## Supplied records
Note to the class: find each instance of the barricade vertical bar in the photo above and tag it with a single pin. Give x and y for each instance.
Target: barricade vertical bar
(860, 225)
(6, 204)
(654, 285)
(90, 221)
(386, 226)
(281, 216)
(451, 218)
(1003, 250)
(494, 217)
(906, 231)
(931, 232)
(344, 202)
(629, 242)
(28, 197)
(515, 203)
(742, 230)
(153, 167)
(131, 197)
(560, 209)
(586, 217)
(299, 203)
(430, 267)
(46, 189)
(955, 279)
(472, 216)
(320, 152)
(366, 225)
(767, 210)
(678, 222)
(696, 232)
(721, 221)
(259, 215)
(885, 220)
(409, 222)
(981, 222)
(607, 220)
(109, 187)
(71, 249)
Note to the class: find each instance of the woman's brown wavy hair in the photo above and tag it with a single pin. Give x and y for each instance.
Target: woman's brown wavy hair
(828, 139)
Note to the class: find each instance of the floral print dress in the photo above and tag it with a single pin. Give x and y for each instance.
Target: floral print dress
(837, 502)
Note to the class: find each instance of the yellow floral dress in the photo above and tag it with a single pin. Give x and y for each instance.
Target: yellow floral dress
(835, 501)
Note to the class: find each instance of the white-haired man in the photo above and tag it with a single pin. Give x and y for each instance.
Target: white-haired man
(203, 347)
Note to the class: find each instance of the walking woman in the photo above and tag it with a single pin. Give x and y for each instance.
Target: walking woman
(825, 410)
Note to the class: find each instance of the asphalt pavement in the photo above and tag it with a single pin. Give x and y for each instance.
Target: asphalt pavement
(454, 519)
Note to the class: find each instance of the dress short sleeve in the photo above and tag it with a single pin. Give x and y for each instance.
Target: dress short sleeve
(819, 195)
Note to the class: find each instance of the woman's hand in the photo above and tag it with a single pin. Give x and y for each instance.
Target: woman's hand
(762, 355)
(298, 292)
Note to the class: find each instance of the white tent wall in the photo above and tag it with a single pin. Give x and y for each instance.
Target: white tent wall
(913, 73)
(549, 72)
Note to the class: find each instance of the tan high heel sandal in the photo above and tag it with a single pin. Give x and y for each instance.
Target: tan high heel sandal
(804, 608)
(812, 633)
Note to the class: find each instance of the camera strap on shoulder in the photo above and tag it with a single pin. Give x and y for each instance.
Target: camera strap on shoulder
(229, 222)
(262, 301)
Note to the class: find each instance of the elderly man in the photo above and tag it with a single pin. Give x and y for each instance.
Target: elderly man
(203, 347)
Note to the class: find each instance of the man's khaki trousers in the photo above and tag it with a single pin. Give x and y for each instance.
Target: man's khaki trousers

## Instruction
Please copy all of the records above word for word, keeping every line unchanged.

## Answer to this exercise
Note to the class: find each instance of the barricade vertical bar in the photo above and tag it with a single pin. Give x and y for each instance.
Target: barricade vertical bar
(860, 225)
(6, 204)
(654, 285)
(90, 221)
(386, 226)
(281, 216)
(451, 218)
(1003, 250)
(494, 217)
(906, 231)
(931, 232)
(344, 202)
(629, 242)
(28, 197)
(515, 203)
(742, 230)
(153, 167)
(131, 197)
(560, 209)
(586, 217)
(299, 203)
(430, 267)
(46, 189)
(955, 279)
(472, 216)
(320, 152)
(366, 225)
(767, 210)
(678, 222)
(696, 232)
(721, 221)
(259, 215)
(885, 220)
(409, 222)
(981, 222)
(607, 220)
(109, 187)
(71, 249)
Note to the class: find each instance of the woman's brown wavy hair in the photo above and tag it with a single pin. Give x and y for each instance.
Target: woman's brown wavy hair
(828, 139)
Note to the class: find each instance of the floral print dress in the photo above and tag it with a single pin. Give x and y for each instance.
Target: floral print dress
(837, 502)
Note to the class: find each instance of the yellow floral dress in the photo above and tag it with a single pin. Give x and y for each instance.
Target: yellow floral dress
(835, 501)
Note to the class: find each instance of the white-haired man in the photo above and tag it with a single pin. Give x and y for each instance.
Target: white-haired man
(203, 347)
Note to the class: find each instance of the walking woman in the photo above and tag it with a single pin. Give x and y for each instance.
Target: walking woman
(825, 410)
Note to the class: find each instance of the asphalt pavement in the photo above and tag it with a single pin. Give x and y for each instance.
Target: asphalt pavement
(454, 519)
Note to the class: find each instance of the dress short sleeve in the photo above and tag it with a single pin. Give x and y for each instance.
Target: dress short sleeve
(819, 195)
Note to the class: find each instance of the woman's hand in the photo above and tag it with a single pin. Give x and y for each instance.
Target: woman's hand
(762, 355)
(298, 292)
Note to the class: find each instance of the white tent wall in the photo above and tag it with a single pin. Give x and y for each instance.
Target: white tent wall
(913, 73)
(549, 72)
Note to the class: find each instance of the tan high heel sandal in the photo above and tag it with a single pin. Give x and y for each instance.
Target: tan high heel sandal
(804, 608)
(812, 633)
Note to the class: find each instance of the camera strap on shoulder in the photo above and tag it with a single pin. Give x and y for each instance.
Target: camera strap on shoulder
(229, 222)
(262, 301)
Note to the class: find each instance of the elderly man in the photo above and tag it with a single pin. Give x and y for each instance.
Target: elderly man
(203, 347)
Note to the class: find each instance of the man's khaki trousers in the photo above and tag it with a single pin. Give x and y for each instance.
Target: man's khaki trousers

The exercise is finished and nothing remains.